-- Instructions for the task --
Reproduce all entries precisely as they are written.

-- Working data --
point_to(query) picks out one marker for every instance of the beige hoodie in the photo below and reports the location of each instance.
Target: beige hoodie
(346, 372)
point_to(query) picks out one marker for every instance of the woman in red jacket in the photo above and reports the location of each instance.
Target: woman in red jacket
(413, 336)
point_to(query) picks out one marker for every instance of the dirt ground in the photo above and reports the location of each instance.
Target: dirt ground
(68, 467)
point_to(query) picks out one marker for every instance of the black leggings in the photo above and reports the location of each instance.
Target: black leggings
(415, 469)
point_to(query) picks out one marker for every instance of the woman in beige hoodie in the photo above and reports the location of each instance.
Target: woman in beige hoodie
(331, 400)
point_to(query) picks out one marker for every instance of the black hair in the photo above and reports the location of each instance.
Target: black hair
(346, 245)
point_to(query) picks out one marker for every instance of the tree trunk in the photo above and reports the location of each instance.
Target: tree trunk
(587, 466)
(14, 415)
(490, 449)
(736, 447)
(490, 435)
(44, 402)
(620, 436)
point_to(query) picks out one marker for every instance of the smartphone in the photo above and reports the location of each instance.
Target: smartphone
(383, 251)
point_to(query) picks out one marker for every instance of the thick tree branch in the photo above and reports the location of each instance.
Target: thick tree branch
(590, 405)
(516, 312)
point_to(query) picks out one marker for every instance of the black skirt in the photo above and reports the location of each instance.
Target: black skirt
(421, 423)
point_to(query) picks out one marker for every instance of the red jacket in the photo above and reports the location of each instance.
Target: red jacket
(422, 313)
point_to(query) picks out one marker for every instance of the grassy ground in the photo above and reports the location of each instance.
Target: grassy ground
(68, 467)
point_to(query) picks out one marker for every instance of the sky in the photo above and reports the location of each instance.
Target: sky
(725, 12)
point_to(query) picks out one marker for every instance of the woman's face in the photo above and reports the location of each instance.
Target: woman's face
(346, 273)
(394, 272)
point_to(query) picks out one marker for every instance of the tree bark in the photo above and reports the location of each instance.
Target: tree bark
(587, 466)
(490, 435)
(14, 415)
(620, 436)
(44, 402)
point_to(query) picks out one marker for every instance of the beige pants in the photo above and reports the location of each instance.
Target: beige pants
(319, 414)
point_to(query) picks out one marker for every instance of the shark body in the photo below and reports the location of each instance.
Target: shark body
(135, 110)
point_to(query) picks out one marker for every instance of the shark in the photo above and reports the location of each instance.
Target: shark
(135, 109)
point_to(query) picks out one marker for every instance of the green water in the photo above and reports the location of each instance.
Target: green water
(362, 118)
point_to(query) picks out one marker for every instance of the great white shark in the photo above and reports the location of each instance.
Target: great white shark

-- Solution to this task --
point_to(query) picks out one marker for every instance of the beige hoodie in the photo below and reports the location of each instance.
Target: beige hoodie
(346, 372)
point_to(query) picks out one marker for every instance of the woman in red jacket in the photo above and reports the location of each instance.
Target: woman in red jacket
(413, 336)
point_to(query) picks out one marker for every instance of the dirt ground in the photo above and reports the location of each instance.
Target: dirt ground
(68, 467)
point_to(query) picks out one marker for every instance of the black leggings in the photo above and reports the location of each instance.
Target: black leggings
(415, 469)
point_to(query) picks out one marker for every instance of the woman in beige hoodie in the photo above and reports the location of each instance.
Target: woman in beige hoodie
(331, 400)
point_to(query) picks out one marker for every instance of the black hair in the photo above and reports the location of each instance.
Target: black hair
(346, 245)
point_to(query) picks out one marker for every instance of the tree trunk in the photo above and reports the location of each instance.
Target: tree trunk
(587, 466)
(14, 415)
(490, 449)
(736, 447)
(490, 435)
(44, 402)
(620, 436)
point_to(query) picks out one marker for every instance of the smartphone in the photo above and reports the location of each instance.
Target: smartphone
(383, 251)
point_to(query) picks out one marker for every instance of the thick tree branch in the photo above and reports the location of each instance.
Target: thick tree branch
(590, 405)
(516, 312)
point_to(query) picks out one marker for every instance of the black skirt in the photo above and reports the location of each instance.
Target: black skirt
(421, 423)
point_to(query) picks out one marker for every instance of the red jacket in the photo above and reports the location of each instance.
Target: red jacket
(422, 313)
point_to(query) picks out one marker for every instance of the grassy ground in the photo above and reports the location of each instance.
Target: grassy ground
(68, 467)
point_to(query) picks out one marker for every instance of the sky in the photo above and reports the location of each instance.
Target: sky
(725, 12)
point_to(query) picks out one marker for every instance of the woman's face in the photo above and reports the location of each instance.
Target: woman's face
(346, 273)
(394, 272)
point_to(query) picks out one marker for every instance of the tree bark in the photo above and reports the location of each instance.
Target: tree bark
(587, 466)
(490, 435)
(14, 415)
(620, 436)
(44, 402)
point_to(query) picks out one marker for every instance of the beige pants in the photo above and reports the location of each instance.
Target: beige pants
(319, 414)
point_to(query) picks out one marker for every instance of the shark body in the photo below and reports the location of each instance.
Target: shark body
(135, 110)
point_to(query) picks out one marker for every instance of the shark in the photo above and reports the location of each instance.
Target: shark
(135, 109)
point_to(query) picks out one marker for every instance of the green water in the photo above and reports the location of each instance.
Target: green water
(362, 118)
point_to(query) picks out one marker for every instance of the great white shark in the photo above and reports the location of each instance.
Target: great white shark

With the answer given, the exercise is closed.